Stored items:
····················

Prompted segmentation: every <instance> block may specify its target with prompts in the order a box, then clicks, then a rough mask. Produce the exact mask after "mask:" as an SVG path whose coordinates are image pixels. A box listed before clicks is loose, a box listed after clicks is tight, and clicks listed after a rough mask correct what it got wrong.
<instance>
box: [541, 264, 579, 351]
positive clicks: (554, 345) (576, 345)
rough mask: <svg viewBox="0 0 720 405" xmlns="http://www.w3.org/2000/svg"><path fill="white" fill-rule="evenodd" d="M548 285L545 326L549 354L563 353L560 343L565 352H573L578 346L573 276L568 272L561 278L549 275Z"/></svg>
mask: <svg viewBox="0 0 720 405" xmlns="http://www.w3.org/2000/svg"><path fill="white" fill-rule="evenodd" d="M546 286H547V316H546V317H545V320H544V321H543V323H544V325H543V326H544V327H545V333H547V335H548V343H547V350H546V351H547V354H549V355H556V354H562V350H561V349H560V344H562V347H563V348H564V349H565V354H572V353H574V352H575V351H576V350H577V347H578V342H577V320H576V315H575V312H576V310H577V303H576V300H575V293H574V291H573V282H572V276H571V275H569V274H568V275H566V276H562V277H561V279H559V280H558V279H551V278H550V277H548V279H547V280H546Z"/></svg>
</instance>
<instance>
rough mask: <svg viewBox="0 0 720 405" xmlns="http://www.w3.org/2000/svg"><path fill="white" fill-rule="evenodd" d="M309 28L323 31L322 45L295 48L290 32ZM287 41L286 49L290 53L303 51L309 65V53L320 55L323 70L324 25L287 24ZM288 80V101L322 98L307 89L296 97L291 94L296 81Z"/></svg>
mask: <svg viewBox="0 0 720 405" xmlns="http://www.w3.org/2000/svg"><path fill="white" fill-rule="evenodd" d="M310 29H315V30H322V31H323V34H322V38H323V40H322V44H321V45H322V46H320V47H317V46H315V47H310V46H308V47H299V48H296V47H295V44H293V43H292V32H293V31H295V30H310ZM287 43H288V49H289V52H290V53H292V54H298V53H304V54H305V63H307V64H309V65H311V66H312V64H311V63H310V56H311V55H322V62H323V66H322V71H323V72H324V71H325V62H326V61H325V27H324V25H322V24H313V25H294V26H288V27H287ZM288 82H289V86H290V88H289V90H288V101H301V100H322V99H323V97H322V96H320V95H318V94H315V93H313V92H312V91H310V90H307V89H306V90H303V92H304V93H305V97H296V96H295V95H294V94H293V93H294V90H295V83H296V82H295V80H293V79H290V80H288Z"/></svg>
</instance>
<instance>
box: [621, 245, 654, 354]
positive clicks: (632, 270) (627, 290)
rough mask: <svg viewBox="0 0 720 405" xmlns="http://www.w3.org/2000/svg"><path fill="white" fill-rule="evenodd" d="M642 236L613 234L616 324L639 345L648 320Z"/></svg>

····················

> [Problem to work on] Set down the data once more, word for word.

> [Task response]
Prompted segmentation: every <instance> block may specify its target with prompts in the order a box, then clicks, then a rough mask. Produce the exact mask after "mask:" as an SVG path whose coordinates are image pixels. A box listed before clicks is loose, a box listed after clicks is tight, and clicks listed after a rough mask correct what it got wrong.
<instance>
box: [541, 264, 579, 351]
positive clicks: (554, 345) (576, 345)
rough mask: <svg viewBox="0 0 720 405" xmlns="http://www.w3.org/2000/svg"><path fill="white" fill-rule="evenodd" d="M548 285L545 326L549 354L563 353L560 343L565 352H573L578 346L573 276L568 272L561 278L549 275Z"/></svg>
mask: <svg viewBox="0 0 720 405" xmlns="http://www.w3.org/2000/svg"><path fill="white" fill-rule="evenodd" d="M546 286H547V316H546V317H545V320H544V321H543V323H544V325H543V326H544V327H545V333H547V335H548V343H547V350H546V351H547V354H549V355H556V354H562V350H561V349H560V344H562V347H563V348H564V349H565V354H572V353H574V352H575V351H576V350H577V347H578V342H577V320H576V315H575V312H576V310H577V303H576V300H575V293H574V291H573V282H572V276H571V275H569V274H568V275H566V276H562V277H561V279H559V280H558V279H551V278H550V277H548V279H547V280H546Z"/></svg>
</instance>
<instance>
rough mask: <svg viewBox="0 0 720 405" xmlns="http://www.w3.org/2000/svg"><path fill="white" fill-rule="evenodd" d="M309 28L323 31L322 45L295 48L290 32ZM287 41L286 49L290 53L303 51L309 65V53L320 55L323 70L324 25L287 24ZM288 80V101L322 98L307 89L296 97L291 94L296 81Z"/></svg>
mask: <svg viewBox="0 0 720 405" xmlns="http://www.w3.org/2000/svg"><path fill="white" fill-rule="evenodd" d="M310 29H315V30H322V31H323V34H322V38H323V40H322V44H321V45H322V46H320V47H317V46H315V47H310V46H308V47H299V48H296V47H295V44H293V43H292V32H293V31H295V30H310ZM287 43H288V49H289V52H290V53H292V54H298V53H304V54H305V63H307V64H309V65H311V66H312V64H311V63H310V56H311V55H322V62H323V66H322V71H323V72H324V71H325V62H326V61H325V27H324V25H322V24H313V25H294V26H288V27H287ZM288 82H289V86H290V88H289V90H288V101H301V100H322V99H323V97H322V96H320V95H318V94H315V93H313V92H312V91H310V90H307V89H306V90H303V92H304V93H305V97H296V96H295V95H294V94H293V93H294V90H295V83H296V82H295V80H293V79H290V80H288Z"/></svg>
</instance>
<instance>
box: [621, 245, 654, 354]
positive clicks: (632, 270) (627, 290)
rough mask: <svg viewBox="0 0 720 405" xmlns="http://www.w3.org/2000/svg"><path fill="white" fill-rule="evenodd" d="M642 236L613 234L616 324L639 345L648 320Z"/></svg>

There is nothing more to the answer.